→ **TASK PROMPT**:
Put the records below into a two-column CSV with the header input,output. Give one row per record, with the record's text in the input field and its answer in the output field, each field quoted and with line breaks replaced by spaces.
╭──
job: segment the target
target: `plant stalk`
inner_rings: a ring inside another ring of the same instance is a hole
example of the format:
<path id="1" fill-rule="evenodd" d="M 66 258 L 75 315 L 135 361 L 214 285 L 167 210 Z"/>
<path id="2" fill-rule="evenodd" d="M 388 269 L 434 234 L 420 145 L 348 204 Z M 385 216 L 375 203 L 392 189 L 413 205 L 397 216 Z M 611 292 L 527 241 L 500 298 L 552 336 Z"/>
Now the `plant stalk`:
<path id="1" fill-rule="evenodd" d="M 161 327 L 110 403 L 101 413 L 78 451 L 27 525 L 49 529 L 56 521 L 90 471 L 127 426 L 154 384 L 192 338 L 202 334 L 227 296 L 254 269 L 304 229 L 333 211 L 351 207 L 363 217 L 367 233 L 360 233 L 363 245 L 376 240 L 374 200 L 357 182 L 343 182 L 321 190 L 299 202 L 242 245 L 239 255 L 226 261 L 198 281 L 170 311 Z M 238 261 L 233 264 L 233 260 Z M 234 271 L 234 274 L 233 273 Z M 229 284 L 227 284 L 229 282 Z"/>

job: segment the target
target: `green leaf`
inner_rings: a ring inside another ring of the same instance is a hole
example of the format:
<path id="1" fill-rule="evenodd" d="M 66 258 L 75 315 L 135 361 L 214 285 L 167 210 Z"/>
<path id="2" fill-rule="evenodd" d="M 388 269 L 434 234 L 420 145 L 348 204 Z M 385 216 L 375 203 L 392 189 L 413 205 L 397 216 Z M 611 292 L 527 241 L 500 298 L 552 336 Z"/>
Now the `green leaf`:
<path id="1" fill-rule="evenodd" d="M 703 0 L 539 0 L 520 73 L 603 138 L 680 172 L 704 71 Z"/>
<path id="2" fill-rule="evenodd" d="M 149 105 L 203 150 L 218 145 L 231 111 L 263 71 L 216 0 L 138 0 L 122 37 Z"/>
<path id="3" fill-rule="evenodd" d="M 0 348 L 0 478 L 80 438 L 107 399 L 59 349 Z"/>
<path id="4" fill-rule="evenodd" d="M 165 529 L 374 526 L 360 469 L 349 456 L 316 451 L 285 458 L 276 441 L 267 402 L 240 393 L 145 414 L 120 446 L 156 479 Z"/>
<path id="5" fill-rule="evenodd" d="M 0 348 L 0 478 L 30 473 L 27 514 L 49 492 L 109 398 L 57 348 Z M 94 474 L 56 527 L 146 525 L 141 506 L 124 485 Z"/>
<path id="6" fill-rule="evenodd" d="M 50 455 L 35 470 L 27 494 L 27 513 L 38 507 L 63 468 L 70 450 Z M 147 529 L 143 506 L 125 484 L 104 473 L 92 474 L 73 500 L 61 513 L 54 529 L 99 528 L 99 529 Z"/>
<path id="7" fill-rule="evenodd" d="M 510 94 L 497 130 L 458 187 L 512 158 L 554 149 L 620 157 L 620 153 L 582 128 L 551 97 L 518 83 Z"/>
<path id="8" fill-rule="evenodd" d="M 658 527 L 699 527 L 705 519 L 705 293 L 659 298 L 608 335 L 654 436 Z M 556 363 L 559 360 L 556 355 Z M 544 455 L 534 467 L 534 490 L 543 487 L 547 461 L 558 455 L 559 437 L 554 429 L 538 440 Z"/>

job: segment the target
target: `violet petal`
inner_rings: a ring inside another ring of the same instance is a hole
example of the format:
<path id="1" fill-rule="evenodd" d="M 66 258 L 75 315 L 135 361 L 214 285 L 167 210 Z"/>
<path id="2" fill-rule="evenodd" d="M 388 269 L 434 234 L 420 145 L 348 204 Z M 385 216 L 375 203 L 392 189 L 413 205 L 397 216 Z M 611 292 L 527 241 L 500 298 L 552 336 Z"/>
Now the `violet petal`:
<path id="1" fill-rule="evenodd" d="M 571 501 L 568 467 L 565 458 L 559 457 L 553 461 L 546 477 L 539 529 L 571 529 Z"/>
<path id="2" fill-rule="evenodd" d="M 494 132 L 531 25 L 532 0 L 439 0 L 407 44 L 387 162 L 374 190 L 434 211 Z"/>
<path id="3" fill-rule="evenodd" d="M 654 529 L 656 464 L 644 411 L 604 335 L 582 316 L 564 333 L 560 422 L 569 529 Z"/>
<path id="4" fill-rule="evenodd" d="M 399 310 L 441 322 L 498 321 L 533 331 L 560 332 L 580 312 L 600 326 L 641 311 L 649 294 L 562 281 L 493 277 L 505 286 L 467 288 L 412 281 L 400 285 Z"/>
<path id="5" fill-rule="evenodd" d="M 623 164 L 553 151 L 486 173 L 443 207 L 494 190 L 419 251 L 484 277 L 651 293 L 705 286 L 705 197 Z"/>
╰──
→ **EXERCISE ANSWER**:
input,output
"job: segment the target target: `plant stalk` inner_rings: a ring inside another ring of the same instance is a hole example of the format: <path id=""1"" fill-rule=""evenodd"" d=""M 66 258 L 75 315 L 135 361 L 214 285 L 167 210 Z""/> <path id=""2"" fill-rule=""evenodd"" d=""M 388 269 L 434 234 L 420 145 L 348 204 Z M 385 216 L 375 203 L 392 189 L 413 205 L 397 216 Z M 611 292 L 527 241 L 500 298 L 552 336 Z""/> Now the `plant stalk`:","<path id=""1"" fill-rule=""evenodd"" d=""M 161 327 L 110 403 L 101 413 L 78 451 L 27 525 L 49 529 L 56 521 L 90 471 L 127 426 L 154 384 L 192 338 L 202 334 L 227 296 L 254 269 L 304 229 L 333 211 L 351 207 L 363 217 L 367 233 L 360 233 L 363 245 L 376 240 L 374 200 L 357 182 L 343 182 L 321 190 L 299 202 L 242 245 L 239 255 L 226 261 L 198 281 L 170 311 Z M 238 261 L 233 264 L 233 260 Z M 234 271 L 234 274 L 233 273 Z M 229 284 L 227 284 L 229 282 Z""/>"
"job: segment the target target: `green leaf` inner_rings: a ring inside another ring of the same instance is a hole example of the format: <path id=""1"" fill-rule=""evenodd"" d=""M 66 258 L 75 315 L 135 361 L 214 285 L 167 210 Z""/> <path id=""2"" fill-rule=""evenodd"" d=""M 388 269 L 434 234 L 420 145 L 348 204 Z M 385 216 L 375 203 L 392 189 L 413 205 L 397 216 Z M 611 292 L 527 241 L 500 298 L 552 336 Z""/> Now the `green leaf`:","<path id=""1"" fill-rule=""evenodd"" d=""M 703 0 L 539 0 L 520 73 L 603 138 L 680 172 L 704 71 Z""/> <path id=""2"" fill-rule=""evenodd"" d=""M 149 105 L 203 150 L 218 145 L 231 111 L 263 71 L 216 0 L 138 0 L 122 37 Z""/> <path id=""3"" fill-rule=""evenodd"" d=""M 0 348 L 0 478 L 80 438 L 107 399 L 59 349 Z""/> <path id=""4"" fill-rule=""evenodd"" d=""M 165 529 L 374 526 L 360 469 L 349 456 L 316 451 L 285 458 L 276 441 L 267 402 L 240 393 L 145 414 L 120 446 L 156 479 Z""/> <path id=""5"" fill-rule=""evenodd"" d=""M 0 348 L 0 478 L 30 473 L 27 514 L 49 492 L 109 398 L 57 348 Z M 94 474 L 56 527 L 146 525 L 141 506 L 124 485 Z""/> <path id=""6"" fill-rule=""evenodd"" d=""M 50 455 L 35 470 L 27 494 L 27 513 L 38 507 L 63 468 L 70 450 Z M 147 529 L 143 506 L 125 484 L 104 473 L 92 474 L 73 500 L 61 513 L 54 529 L 99 528 L 99 529 Z""/> <path id=""7"" fill-rule=""evenodd"" d=""M 510 94 L 497 130 L 458 187 L 512 158 L 554 149 L 620 157 L 620 153 L 582 128 L 551 97 L 518 83 Z""/> <path id=""8"" fill-rule=""evenodd"" d=""M 658 527 L 699 527 L 705 519 L 705 293 L 659 298 L 608 335 L 654 436 Z M 556 363 L 559 360 L 556 355 Z M 544 455 L 534 467 L 534 490 L 543 487 L 547 461 L 558 455 L 559 437 L 554 429 L 538 440 Z""/>"
"job: segment the target target: `violet petal` inner_rings: a ring inside another ring of the same instance is a hole example of the format: <path id=""1"" fill-rule=""evenodd"" d=""M 66 258 L 75 315 L 135 361 L 214 285 L 167 210 Z""/> <path id=""2"" fill-rule=""evenodd"" d=""M 388 269 L 434 234 L 420 145 L 348 204 Z M 385 216 L 375 203 L 392 189 L 413 205 L 397 216 Z M 611 292 L 527 241 L 500 298 L 552 336 Z""/> Now the `violet petal`:","<path id=""1"" fill-rule=""evenodd"" d=""M 571 501 L 568 467 L 565 458 L 559 457 L 553 461 L 546 477 L 539 529 L 571 529 Z""/> <path id=""2"" fill-rule=""evenodd"" d=""M 494 132 L 531 25 L 532 0 L 439 0 L 407 44 L 387 162 L 374 190 L 434 211 Z""/> <path id=""3"" fill-rule=""evenodd"" d=""M 654 529 L 656 464 L 644 411 L 604 335 L 582 316 L 564 333 L 560 422 L 569 529 Z""/> <path id=""4"" fill-rule=""evenodd"" d=""M 399 310 L 441 322 L 498 321 L 533 331 L 560 332 L 580 312 L 600 326 L 641 311 L 649 294 L 562 281 L 493 277 L 505 286 L 467 288 L 412 281 L 400 285 Z""/> <path id=""5"" fill-rule=""evenodd"" d=""M 623 164 L 553 151 L 486 173 L 443 207 L 494 190 L 419 251 L 484 277 L 651 293 L 705 286 L 705 197 Z""/>"